__What you will do__
Return the lines beginning at the one that contains "In the photo above, where can the snow mound" and continuing to the end of the entries, including both ends, exactly as written and nothing else.

[start of Dataset records]

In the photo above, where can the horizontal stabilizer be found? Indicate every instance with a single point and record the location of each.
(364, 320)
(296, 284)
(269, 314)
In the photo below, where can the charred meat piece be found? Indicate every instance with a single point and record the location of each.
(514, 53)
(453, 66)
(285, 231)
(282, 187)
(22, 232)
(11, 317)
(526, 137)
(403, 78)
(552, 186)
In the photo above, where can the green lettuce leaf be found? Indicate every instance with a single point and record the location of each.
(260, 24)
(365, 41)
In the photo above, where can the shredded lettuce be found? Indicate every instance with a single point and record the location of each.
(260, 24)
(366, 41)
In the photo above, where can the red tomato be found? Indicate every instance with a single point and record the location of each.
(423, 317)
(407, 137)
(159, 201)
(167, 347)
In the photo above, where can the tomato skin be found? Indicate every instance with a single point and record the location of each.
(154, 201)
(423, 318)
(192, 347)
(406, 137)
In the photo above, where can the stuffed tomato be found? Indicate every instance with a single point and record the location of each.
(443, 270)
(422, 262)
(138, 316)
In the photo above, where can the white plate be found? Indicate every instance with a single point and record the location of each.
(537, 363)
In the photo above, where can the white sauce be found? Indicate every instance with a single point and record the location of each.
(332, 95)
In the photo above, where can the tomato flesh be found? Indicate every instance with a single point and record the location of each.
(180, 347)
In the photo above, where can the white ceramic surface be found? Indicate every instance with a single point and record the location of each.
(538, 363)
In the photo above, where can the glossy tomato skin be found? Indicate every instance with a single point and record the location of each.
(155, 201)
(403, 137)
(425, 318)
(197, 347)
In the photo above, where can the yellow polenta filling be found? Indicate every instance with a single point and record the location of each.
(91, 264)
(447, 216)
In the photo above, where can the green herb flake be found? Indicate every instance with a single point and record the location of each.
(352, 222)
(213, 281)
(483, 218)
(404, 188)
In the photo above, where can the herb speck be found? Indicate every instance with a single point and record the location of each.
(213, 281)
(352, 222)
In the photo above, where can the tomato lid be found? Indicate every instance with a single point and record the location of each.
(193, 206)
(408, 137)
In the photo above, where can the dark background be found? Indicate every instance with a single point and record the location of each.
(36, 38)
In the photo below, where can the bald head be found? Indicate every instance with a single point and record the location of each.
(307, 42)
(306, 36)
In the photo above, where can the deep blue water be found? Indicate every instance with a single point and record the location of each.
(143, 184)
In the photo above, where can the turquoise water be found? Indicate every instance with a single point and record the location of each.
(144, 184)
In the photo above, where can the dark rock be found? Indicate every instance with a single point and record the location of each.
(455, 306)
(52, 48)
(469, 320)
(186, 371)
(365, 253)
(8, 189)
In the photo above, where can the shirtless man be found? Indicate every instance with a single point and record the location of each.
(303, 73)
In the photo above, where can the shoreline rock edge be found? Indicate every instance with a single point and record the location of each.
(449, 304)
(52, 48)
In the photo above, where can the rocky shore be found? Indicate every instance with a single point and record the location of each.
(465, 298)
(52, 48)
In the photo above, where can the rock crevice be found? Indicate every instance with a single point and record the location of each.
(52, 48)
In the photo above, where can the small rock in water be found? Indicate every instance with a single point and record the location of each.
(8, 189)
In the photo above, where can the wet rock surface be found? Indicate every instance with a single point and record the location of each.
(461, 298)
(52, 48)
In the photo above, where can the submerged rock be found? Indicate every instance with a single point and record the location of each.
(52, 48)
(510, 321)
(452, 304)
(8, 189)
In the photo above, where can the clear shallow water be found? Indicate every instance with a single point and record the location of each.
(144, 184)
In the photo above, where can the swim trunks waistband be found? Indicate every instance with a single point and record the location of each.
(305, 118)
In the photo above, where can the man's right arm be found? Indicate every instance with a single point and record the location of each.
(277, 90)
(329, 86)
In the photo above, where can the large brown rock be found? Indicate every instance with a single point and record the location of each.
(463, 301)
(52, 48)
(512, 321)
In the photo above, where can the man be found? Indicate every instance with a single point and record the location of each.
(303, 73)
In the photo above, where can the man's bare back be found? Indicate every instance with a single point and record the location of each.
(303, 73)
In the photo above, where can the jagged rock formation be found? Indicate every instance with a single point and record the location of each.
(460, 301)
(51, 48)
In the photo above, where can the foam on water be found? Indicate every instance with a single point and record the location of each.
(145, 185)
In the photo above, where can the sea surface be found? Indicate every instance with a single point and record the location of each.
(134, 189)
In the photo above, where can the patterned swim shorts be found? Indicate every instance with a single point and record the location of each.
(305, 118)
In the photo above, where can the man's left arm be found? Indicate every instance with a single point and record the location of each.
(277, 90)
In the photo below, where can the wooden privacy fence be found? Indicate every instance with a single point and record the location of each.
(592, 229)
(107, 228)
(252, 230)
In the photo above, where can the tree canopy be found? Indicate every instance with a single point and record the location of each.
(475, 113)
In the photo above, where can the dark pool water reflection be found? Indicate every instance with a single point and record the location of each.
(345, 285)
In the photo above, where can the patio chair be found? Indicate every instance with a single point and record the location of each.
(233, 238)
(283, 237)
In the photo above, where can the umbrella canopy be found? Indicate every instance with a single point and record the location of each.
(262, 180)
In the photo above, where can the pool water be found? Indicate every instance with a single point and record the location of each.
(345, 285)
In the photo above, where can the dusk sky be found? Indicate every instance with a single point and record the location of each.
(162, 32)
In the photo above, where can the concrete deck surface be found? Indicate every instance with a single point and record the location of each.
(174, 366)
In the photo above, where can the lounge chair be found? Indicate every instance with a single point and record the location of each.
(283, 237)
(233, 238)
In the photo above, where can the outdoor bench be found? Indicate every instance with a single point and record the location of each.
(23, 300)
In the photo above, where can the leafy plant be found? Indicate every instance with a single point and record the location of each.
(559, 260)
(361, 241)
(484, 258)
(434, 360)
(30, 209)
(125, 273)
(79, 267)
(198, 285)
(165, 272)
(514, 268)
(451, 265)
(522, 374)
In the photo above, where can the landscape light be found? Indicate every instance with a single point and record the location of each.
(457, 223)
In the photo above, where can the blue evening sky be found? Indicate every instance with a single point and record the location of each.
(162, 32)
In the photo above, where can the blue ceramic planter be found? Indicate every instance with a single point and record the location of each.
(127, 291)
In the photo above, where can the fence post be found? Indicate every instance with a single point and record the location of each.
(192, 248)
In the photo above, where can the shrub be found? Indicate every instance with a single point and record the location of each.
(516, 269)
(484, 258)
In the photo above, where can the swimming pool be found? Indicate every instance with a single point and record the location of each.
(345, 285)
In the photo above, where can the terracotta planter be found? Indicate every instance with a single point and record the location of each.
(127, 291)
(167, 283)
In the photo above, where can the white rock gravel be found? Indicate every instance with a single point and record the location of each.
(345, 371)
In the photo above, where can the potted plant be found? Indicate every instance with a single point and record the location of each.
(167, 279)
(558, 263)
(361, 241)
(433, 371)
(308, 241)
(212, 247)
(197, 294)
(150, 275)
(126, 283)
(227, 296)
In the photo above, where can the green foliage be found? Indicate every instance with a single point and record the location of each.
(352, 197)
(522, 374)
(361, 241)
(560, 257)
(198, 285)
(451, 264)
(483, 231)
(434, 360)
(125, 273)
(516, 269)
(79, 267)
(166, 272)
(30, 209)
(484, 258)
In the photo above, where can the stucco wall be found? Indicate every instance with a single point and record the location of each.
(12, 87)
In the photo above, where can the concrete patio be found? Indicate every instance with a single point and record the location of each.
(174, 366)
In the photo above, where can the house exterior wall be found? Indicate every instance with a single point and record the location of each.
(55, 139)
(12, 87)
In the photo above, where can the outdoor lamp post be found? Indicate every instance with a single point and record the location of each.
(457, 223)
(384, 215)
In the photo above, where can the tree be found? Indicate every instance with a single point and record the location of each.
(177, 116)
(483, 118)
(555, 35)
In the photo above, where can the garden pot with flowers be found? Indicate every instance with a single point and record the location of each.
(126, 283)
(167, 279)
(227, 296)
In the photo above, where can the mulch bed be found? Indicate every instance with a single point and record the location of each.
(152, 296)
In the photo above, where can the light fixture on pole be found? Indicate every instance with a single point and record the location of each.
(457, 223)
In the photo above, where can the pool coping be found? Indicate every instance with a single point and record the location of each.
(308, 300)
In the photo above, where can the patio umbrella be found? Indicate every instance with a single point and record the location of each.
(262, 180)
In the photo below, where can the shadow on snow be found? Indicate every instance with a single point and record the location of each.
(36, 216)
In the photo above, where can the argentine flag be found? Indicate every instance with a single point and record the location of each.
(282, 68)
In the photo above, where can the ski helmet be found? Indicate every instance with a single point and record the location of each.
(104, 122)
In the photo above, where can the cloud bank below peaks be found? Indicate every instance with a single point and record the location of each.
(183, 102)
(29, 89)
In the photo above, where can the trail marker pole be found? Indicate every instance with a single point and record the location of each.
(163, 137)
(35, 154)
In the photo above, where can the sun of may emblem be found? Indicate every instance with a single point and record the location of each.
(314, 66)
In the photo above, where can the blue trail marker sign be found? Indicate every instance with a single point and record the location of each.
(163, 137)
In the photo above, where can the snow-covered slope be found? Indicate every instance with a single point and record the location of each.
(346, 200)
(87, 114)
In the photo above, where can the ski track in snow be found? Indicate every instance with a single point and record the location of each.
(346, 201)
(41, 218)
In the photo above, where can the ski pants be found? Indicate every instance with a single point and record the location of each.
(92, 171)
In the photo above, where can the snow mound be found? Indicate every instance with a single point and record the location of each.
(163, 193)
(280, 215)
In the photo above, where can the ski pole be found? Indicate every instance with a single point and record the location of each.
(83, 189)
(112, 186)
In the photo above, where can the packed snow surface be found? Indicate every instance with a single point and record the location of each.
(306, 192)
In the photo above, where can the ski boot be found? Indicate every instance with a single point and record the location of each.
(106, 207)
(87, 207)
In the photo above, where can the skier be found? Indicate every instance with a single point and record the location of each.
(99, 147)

[end of Dataset records]

__Correct response__
In the photo above, where can the snow mound be found? Indicate every instance with a single point and record the location of each.
(163, 193)
(280, 215)
In the photo above, where can the ski pole be found? Indicate every instance with a single point and record the location of each.
(83, 189)
(112, 186)
In the photo above, where can the packed snow surface be found? Indicate every instance with a single point and record the location of each.
(306, 192)
In the photo above, where can the ski boot be found? Indicate every instance with a single point and record the location of each.
(106, 207)
(87, 207)
In the photo above, where can the skier be found? Indicate every instance with a single point and record the location of each.
(99, 147)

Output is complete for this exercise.